Задание a:
Выпишите из текста о Джойсе и Вулф, приведенного ниже, все роли Улисса из перечня, который начинается словами «это сын, отец».

Фрагмент текста:
═══
Пусть он всего лишь мелкий рекламный агент, а жена его меняет любовников, но у него есть кое-какие знания — Молли, безусловно, ценит это, — как смелости, так и любознательности ему не занимать. Благодаря этим качествам он не уступает Стивену Дедалу ни в моральном, ни в эмоциональном плане, ибо молодой человек, как и его новоприобретенный отец, — истинный либерал, поднявшийся над душным патриархальным мирком католического Дублина. Стивена бесит антисемитизм, который служит разменной монетой в его кругу, — не случайно отечески заботливый Блум оказывается евреем. Но для Джойса Улисс — нечто большее: это целиком и полностью человек в литературе, даже больше человек, говорил Джойс, чем Фауст, продающий душу дьяволу, чем Данте, путешествующий по кругам Ада; это сын, отец, любовник, друг, воин, соратник, мудрец и честный спорщик. Джойс, занятый поисками бескорыстной субъективности, выводит на суд читателя одно из трансцендентных изобретений модернистской литературы. Его герой, как он сам однажды заметил, — это Обыватель, лишенный (добавим мы) всех социальных признаков, всякого лицемерия, неизменно налагаемого культурой.
4
Джеймс Джойс и Вирджиния Вулф явно стояли на противоположных полюсах модернистской литературы: он горяч — она холодна; он многословен — она лаконична; его мир широк, густонаселен и безбрежен, ее — крайне сконцентрирован. Действие и в «Улиссе» Джойса, и в «Миссис Дэллоуэй» Вулф происходит в течение одного дня, но если первый поражает цель беспорядочными пулеметными очередями, то вторая делает это одним выстрелом снайперской винтовки. В апреле 1918 года Вирджиния и ее муж Леонард имели возможность напечатать первые главы «Улисса» в собственном небольшом издательстве — Hogarth Press. Однако Вулф отказалась, причем не из практических соображений: ей не понравилось то, что она прочла. «Мне не кажется, что его до тонкостей разработанный метод, — писала она своему другу Литтону Стрейчи, — представляет собой нечто большее, чем вымарывание всех объяснений и заключение мыслей в тире» (137). В этой весьма прозорливой ремарке спрессована вся разница между нею и Джойсом: он вставлял мысли, она оставляла одни тире.
═══
Выдержки из записей:
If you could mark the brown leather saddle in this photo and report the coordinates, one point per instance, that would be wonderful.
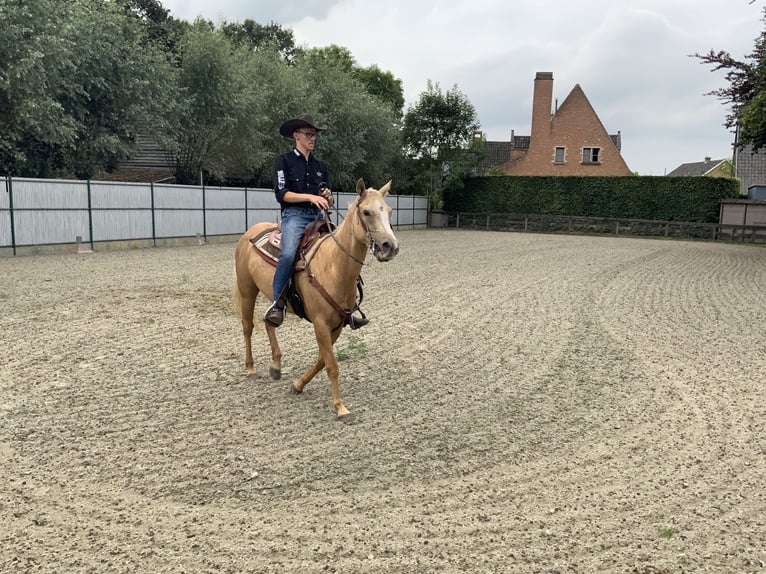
(268, 243)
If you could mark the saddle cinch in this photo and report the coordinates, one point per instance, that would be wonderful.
(268, 244)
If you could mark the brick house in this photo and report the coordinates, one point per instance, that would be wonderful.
(749, 167)
(567, 140)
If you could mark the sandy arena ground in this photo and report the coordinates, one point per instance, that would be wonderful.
(523, 403)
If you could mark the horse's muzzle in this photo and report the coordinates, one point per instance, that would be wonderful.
(386, 251)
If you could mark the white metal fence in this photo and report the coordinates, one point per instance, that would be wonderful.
(38, 212)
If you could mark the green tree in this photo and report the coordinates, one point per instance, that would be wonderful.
(362, 139)
(254, 35)
(77, 79)
(382, 85)
(746, 93)
(440, 147)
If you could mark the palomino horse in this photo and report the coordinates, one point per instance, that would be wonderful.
(328, 286)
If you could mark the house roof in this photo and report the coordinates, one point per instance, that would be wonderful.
(495, 153)
(522, 142)
(697, 168)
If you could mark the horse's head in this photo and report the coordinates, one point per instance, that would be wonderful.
(374, 216)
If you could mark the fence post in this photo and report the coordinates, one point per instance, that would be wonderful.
(204, 213)
(9, 188)
(90, 217)
(154, 221)
(245, 208)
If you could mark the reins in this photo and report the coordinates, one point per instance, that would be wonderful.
(346, 315)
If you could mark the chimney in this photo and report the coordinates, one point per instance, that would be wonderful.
(541, 103)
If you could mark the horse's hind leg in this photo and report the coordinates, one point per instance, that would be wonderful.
(326, 341)
(299, 384)
(246, 306)
(275, 369)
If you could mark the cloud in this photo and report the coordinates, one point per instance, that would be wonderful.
(632, 58)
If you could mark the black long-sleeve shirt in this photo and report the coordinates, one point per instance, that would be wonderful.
(292, 172)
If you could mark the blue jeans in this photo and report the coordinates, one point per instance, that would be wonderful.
(294, 222)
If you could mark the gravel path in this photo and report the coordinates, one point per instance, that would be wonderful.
(523, 403)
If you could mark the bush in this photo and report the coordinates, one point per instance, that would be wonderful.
(646, 197)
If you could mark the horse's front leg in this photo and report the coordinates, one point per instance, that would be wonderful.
(247, 302)
(305, 379)
(326, 339)
(275, 369)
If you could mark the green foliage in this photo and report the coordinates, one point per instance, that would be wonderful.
(383, 85)
(746, 93)
(253, 35)
(80, 80)
(653, 198)
(362, 138)
(77, 80)
(440, 149)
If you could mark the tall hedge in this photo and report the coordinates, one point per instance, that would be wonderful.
(642, 197)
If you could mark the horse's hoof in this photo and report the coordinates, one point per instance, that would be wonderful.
(346, 418)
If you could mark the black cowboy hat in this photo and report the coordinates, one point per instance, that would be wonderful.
(302, 121)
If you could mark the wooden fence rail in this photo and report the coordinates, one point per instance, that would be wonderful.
(608, 226)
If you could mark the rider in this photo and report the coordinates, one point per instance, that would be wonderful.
(302, 187)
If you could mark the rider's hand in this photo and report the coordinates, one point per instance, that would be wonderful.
(327, 194)
(319, 201)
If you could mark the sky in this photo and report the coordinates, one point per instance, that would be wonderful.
(632, 58)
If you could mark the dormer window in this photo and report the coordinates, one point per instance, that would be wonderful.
(591, 155)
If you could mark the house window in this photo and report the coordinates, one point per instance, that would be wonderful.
(591, 155)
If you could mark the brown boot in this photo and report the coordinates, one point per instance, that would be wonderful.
(275, 314)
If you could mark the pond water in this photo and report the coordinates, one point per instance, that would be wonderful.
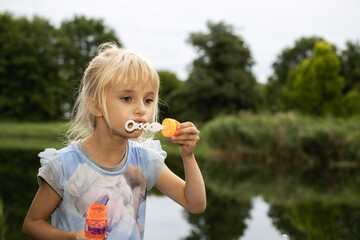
(244, 201)
(164, 220)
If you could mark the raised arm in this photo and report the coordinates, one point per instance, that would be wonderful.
(189, 193)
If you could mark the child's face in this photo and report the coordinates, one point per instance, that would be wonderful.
(130, 103)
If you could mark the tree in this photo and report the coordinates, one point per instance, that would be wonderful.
(350, 66)
(220, 81)
(286, 61)
(315, 86)
(78, 41)
(40, 64)
(31, 87)
(169, 84)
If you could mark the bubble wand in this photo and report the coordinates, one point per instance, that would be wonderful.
(167, 128)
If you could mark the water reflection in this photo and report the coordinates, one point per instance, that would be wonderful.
(303, 203)
(259, 220)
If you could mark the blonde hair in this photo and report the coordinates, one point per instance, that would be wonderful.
(109, 68)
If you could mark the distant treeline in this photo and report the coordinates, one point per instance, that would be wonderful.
(41, 66)
(286, 138)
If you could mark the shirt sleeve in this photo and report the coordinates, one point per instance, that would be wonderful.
(156, 156)
(51, 170)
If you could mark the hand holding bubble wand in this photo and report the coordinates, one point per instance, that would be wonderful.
(167, 128)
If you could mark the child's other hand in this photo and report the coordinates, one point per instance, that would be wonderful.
(80, 235)
(187, 137)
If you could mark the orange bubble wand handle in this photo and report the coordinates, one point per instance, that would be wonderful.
(170, 126)
(167, 128)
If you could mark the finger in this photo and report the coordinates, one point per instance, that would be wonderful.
(192, 140)
(187, 130)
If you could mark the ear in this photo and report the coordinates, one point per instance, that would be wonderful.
(96, 111)
(94, 108)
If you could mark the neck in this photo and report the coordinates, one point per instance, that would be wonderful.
(108, 150)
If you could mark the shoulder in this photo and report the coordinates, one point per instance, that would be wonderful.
(51, 155)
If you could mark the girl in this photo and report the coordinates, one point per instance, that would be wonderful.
(103, 165)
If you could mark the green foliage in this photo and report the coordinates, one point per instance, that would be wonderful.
(30, 84)
(78, 41)
(3, 222)
(221, 80)
(287, 60)
(169, 84)
(314, 86)
(350, 66)
(40, 64)
(288, 138)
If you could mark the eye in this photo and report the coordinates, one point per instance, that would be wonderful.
(149, 100)
(126, 99)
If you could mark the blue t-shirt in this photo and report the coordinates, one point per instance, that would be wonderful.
(80, 182)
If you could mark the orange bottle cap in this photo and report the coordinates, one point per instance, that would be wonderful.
(97, 211)
(170, 125)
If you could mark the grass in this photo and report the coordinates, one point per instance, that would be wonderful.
(32, 130)
(28, 136)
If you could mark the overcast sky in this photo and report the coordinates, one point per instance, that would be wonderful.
(158, 29)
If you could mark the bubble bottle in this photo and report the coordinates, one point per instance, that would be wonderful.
(168, 126)
(96, 221)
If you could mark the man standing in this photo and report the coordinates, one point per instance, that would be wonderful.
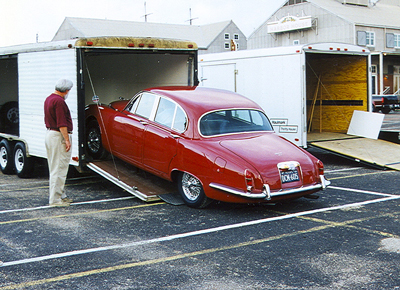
═══
Задание b:
Найдите в записях выше каждую строку со словом «child» и перепишите эти строки без изменений.

Разбор решения a:
сын, отец, любовник, друг, воин, соратник, мудрец, честный спорщик

Разбор решения b:
If you could mark the child's face in this photo and report the coordinates, one point per instance, that would be wonderful.
If you could mark the child's other hand in this photo and report the coordinates, one point per instance, that would be wonderful.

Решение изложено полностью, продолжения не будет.